[Records of labeled points]
____________

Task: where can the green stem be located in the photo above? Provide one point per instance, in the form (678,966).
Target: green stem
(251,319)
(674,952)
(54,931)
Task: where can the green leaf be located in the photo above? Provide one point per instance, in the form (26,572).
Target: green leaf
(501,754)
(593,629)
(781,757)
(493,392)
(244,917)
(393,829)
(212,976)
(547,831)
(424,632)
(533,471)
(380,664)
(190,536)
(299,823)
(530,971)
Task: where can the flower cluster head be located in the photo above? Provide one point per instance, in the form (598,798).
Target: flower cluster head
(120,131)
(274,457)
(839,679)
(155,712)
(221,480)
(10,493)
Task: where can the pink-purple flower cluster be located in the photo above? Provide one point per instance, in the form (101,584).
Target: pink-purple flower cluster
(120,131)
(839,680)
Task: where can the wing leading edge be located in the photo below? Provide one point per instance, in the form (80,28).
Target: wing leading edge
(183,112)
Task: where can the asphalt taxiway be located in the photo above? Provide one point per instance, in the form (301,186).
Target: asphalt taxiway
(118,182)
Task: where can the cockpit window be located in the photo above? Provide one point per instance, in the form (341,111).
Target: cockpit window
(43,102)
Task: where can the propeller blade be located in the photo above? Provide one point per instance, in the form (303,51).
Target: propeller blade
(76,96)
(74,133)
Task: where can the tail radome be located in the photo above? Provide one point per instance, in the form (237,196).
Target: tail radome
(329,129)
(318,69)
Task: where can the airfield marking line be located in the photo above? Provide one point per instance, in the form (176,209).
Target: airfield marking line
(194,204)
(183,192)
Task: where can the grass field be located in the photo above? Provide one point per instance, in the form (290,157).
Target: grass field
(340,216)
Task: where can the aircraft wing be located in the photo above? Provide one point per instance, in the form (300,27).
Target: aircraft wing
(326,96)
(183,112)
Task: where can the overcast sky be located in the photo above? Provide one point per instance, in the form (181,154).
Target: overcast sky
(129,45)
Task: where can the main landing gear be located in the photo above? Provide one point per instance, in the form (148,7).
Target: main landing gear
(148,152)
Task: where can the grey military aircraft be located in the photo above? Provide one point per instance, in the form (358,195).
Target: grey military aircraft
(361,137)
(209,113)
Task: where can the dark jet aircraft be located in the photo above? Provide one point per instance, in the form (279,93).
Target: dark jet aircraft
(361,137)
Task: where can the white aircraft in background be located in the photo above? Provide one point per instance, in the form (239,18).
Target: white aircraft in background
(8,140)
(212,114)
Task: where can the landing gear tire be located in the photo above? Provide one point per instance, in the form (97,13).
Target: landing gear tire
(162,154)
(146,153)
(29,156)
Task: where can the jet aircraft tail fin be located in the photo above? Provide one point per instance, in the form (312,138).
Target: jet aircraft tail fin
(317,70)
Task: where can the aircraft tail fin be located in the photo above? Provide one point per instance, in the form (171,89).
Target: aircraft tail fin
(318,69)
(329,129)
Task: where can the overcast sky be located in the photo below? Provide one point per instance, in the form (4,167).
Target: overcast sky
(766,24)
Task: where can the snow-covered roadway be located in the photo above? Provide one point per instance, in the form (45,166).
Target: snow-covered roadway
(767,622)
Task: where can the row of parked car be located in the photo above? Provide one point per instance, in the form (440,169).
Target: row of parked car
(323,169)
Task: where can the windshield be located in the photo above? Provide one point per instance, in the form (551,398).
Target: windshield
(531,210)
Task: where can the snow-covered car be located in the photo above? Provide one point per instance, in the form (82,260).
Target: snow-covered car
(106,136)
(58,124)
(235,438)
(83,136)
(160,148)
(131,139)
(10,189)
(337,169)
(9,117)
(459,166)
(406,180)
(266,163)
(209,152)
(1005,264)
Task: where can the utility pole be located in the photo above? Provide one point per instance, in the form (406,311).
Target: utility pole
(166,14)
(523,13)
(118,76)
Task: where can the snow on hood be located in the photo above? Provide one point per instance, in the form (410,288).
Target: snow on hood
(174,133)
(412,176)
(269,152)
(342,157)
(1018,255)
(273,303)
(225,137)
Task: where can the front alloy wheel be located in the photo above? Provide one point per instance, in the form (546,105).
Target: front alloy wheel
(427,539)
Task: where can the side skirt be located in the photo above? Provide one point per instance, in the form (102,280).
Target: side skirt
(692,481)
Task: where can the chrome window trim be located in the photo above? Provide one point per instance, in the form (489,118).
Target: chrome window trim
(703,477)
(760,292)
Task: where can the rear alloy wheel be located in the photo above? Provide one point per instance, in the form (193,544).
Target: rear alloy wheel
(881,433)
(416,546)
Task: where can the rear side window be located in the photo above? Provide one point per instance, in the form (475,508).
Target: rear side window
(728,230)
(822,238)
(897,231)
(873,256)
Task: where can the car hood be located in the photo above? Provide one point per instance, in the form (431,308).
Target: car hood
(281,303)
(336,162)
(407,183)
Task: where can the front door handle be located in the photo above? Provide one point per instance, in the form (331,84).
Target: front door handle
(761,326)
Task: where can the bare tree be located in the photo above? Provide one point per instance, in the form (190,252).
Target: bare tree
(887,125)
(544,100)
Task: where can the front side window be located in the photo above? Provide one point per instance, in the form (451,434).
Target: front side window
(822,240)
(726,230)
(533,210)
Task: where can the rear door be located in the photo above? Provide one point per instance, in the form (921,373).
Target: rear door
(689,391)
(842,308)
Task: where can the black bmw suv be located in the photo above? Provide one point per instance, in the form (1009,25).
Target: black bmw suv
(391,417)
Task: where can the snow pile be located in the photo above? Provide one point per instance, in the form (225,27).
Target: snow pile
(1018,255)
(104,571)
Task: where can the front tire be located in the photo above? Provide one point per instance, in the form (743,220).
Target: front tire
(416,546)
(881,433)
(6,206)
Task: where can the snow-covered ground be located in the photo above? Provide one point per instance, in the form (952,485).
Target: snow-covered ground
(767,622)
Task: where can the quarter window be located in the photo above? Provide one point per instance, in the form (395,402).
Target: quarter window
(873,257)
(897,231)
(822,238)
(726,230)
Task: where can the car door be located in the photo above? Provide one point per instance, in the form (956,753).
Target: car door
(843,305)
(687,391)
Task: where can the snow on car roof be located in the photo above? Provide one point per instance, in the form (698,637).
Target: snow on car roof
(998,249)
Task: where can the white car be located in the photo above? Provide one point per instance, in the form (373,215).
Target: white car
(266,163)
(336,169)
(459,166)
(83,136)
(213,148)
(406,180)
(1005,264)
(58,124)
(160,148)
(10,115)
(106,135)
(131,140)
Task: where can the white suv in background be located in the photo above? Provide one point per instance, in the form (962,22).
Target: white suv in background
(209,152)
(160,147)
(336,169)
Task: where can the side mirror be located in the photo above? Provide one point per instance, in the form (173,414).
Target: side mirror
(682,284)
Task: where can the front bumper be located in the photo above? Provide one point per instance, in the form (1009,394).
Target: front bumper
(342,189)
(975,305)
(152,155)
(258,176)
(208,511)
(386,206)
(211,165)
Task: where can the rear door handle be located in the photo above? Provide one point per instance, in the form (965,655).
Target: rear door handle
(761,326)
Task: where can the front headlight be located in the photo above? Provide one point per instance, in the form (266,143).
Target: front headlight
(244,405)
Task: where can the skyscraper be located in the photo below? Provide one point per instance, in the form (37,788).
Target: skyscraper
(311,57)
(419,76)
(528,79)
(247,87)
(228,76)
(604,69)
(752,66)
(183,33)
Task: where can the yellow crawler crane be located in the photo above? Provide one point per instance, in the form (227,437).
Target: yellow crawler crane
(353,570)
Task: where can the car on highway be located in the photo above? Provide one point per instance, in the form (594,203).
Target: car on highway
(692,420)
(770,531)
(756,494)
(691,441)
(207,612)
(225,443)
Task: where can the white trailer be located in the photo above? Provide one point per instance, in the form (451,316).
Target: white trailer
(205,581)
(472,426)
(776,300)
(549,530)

____________

→ **SET TASK**
Each line of the listing should be copied exactly.

→ **WRITTEN RESPONSE**
Task: where can the green stem be located in the photo above? Provide one point per instance, in the form (678,966).
Target: green stem
(251,319)
(674,952)
(54,931)
Task: where can the green leaf be located in the photo above? Provide one point per instance, in the form (26,572).
Target: green leaf
(501,754)
(593,629)
(781,757)
(493,392)
(244,917)
(393,829)
(212,976)
(547,831)
(424,632)
(533,471)
(380,664)
(190,536)
(299,823)
(530,971)
Task: where can the flower cluster head be located in the photo above? Provide one point per instance, in the form (598,798).
Target: flower cluster head
(120,131)
(274,457)
(839,679)
(155,712)
(221,480)
(10,493)
Task: where can the pink-purple flower cluster be located in the photo above? Provide one point per instance, in the form (101,584).
Target: pink-purple flower cluster
(120,131)
(839,680)
Task: where can the wing leading edge be located in the photo below? Provide one point per instance, in the form (80,28).
Target: wing leading edge
(183,112)
Task: where can the asphalt taxiway be located in the photo above? Provide one point per instance, in the form (301,186).
Target: asphalt taxiway
(118,182)
Task: where can the cockpit window be located in the photo above? Provide one point per instance, in the form (341,111).
Target: cockpit window
(43,102)
Task: where can the propeller blade be located in the photo above? Provide one point per instance, in the form (303,51).
Target: propeller blade
(76,96)
(74,133)
Task: where can the tail radome be located in the photo above? Provide one point per instance, in the form (237,196).
Target: tail radome
(329,129)
(318,69)
Task: where can the airfield marking line be located in the photo above? Provide one point per instance, in the form (176,209).
Target: airfield marking line
(194,204)
(183,192)
Task: where can the grass field be located in the photo above? Provide one point per instance, in the form (290,157).
Target: grass field
(340,216)
Task: where can the aircraft wing be located in the photo above? Provide one point per instance, in the form (300,27).
Target: aircraft wing
(326,96)
(183,112)
Task: where can the overcast sky be located in the photo above? Provide one point per instance, in the form (181,154).
Target: overcast sky
(129,45)
Task: where can the main landing gear be located in the photo above? Provide one point per instance, in the form (148,7).
Target: main landing gear
(148,152)
Task: where can the grey military aircraft be located in the photo above? Provide one point per instance, in the form (358,195).
Target: grey military aircraft
(361,137)
(209,113)
Task: where can the dark jet aircraft be located in the photo above? Provide one point per instance, in the form (279,93).
Target: dark jet aircraft
(361,137)
Task: where can the white aircraft in background be located in the photo above? Provide one point per instance, in the form (239,18).
Target: white aircraft in background
(8,140)
(212,114)
Task: where can the landing gear tire be located in the photo above? Provide one point per instance, in the form (97,13).
Target: landing gear tire
(162,154)
(146,153)
(29,156)
Task: where can the jet aircraft tail fin be located in the photo above? Provide one point per instance, in the form (312,138).
Target: jet aircraft tail fin
(317,70)
Task: where can the aircraft tail fin be located in the photo above? Provide one point per instance, in the form (171,89).
Target: aircraft tail fin
(318,69)
(329,129)
Task: where can the overcast sky be located in the photo below? Provide one point per instance, in the form (4,167).
Target: overcast sky
(766,24)
Task: where can the snow-covered roadway be located in the photo above? Provide one point per instance, in the form (45,166).
Target: snow-covered roadway
(767,622)
Task: where can the row of parked car be located in the photo above? Provide one point per instance, in the form (440,169).
Target: row of parked car
(323,169)
Task: where can the windshield be located in the photo above? Provide one point per instance, in the form (551,398).
Target: windshield
(531,210)
Task: where can the snow-covered car be located in the photo above? Provide one point per instance, in the form (82,260).
Target: snow-covered car
(106,136)
(58,124)
(235,438)
(83,136)
(160,148)
(131,139)
(10,189)
(337,169)
(9,117)
(459,166)
(406,180)
(266,163)
(209,152)
(1005,264)
Task: where can the utility pole be located in the photo above? Provide one point per instance, in the form (406,311).
Target: utility pole
(166,14)
(523,13)
(118,76)
Task: where can the snow on hood be located in the photo above? Provide one point per instance, in the form (410,288).
Target: snow on hood
(174,133)
(412,176)
(269,152)
(342,157)
(1018,255)
(273,303)
(225,137)
Task: where can the front alloy wheel be located in the photo above? Provide one point per instance, in the form (546,105).
Target: front alloy wheel
(427,539)
Task: where can the side skirt be located in the photo above? Provide one point per instance, in the form (102,280).
Target: side skirt
(692,481)
Task: where can the chrome window trim be located in the photo above? Provide one point per instance, in the form (489,118).
Target: chrome window trim
(703,477)
(760,292)
Task: where can the rear alloy wheel be located in the photo above? Provide one point per instance, in the form (193,544).
Target: rear alloy wheel
(881,433)
(416,546)
Task: where can the rear side window be located in the photo above? Provide one point per instance, in the form (475,508).
Target: rear side window
(728,230)
(822,238)
(897,231)
(873,256)
Task: where can the car hood be located in the photo above? Provide one point per instance, in the form (431,308).
Target: car hood
(281,303)
(336,162)
(407,183)
Task: where can the front door handle be located in the photo above? Provide one point per instance, in the form (331,84).
Target: front door handle
(761,326)
Task: where can the bare tree be located in the photo above? Provide one point per instance, in the form (190,252).
Target: bare tree
(887,125)
(544,100)
Task: where can the front side window be located in the photo above? Provide one point per instance, in the form (451,434).
Target: front side window
(822,240)
(726,230)
(533,210)
Task: where can the rear door be located in the photo above? Provide one point per instance, in the form (921,373).
Target: rear door
(689,391)
(842,308)
Task: where can the black bmw suv be located in the photo above? Provide one point per instance, in the form (1009,25).
Target: black bmw suv
(391,417)
Task: where can the snow pile be located in the photo above? Provide one point per instance, in the form (225,27).
Target: snow pile
(1018,255)
(104,571)
Task: where can the front tire be located in the photo above? Provide one point per instance, in the form (743,220).
Target: front tire
(416,546)
(881,433)
(6,206)
Task: where can the snow-covered ground be located in the photo above? Provide one point per instance, in the form (952,485).
Target: snow-covered ground
(767,622)
Task: where can the quarter window be located in the photo above? Provide one point per instance, in the form (395,402).
Target: quarter window
(873,257)
(897,231)
(822,238)
(726,230)
Task: where can the car door be located in the photo above? Provide one point per instance, in the form (956,753).
Target: car door
(843,305)
(687,391)
Task: where can the snow on car roof be located in the photo above? Provide one point per instance, in the form (698,637).
Target: snow on car roof
(998,249)
Task: where can the white car be located in the photo above? Provide one point per instance, in the form (373,215).
Target: white car
(266,163)
(336,169)
(459,166)
(83,136)
(213,148)
(406,180)
(1005,264)
(58,124)
(160,148)
(10,115)
(106,135)
(131,140)
Task: where can the white suv in background be located in the photo above? Provide one point per instance, in the form (962,22).
Target: white suv in background
(209,152)
(160,147)
(336,169)
Task: where can the side mirror be located in the photo above? Provide one point per instance, in the form (173,414).
Target: side mirror
(682,284)
Task: where can the front bumper be located in the photo above? Provide one point per instance, in the form (1009,394).
Target: front bumper
(342,189)
(975,305)
(152,155)
(258,176)
(208,511)
(386,206)
(211,165)
Task: where can the rear door handle be located in the photo above? Provide one point per instance, in the form (965,655).
Target: rear door handle
(761,326)
Task: where can the front headlight be located in the photo above? Provide one point per instance, in the form (266,143).
Target: front headlight
(244,405)
Task: where can the skyscraper be located in the photo below? Provide one point per instance, in the form (37,788).
Target: skyscraper
(311,57)
(419,76)
(528,79)
(247,87)
(228,76)
(604,69)
(752,66)
(183,33)
Task: where can the yellow crawler crane be located in the photo above? Provide one point per instance, in the form (227,437).
Target: yellow crawler crane
(353,570)
Task: where can the car on highway be located in the photo above? Provide one point per instance, in the form (594,203).
Target: car on highway
(692,420)
(770,531)
(756,494)
(691,441)
(207,612)
(225,443)
Task: where can the white trailer be located in the photo above? Provide one point per instance, in the form (451,316).
Target: white trailer
(205,581)
(472,426)
(776,300)
(549,530)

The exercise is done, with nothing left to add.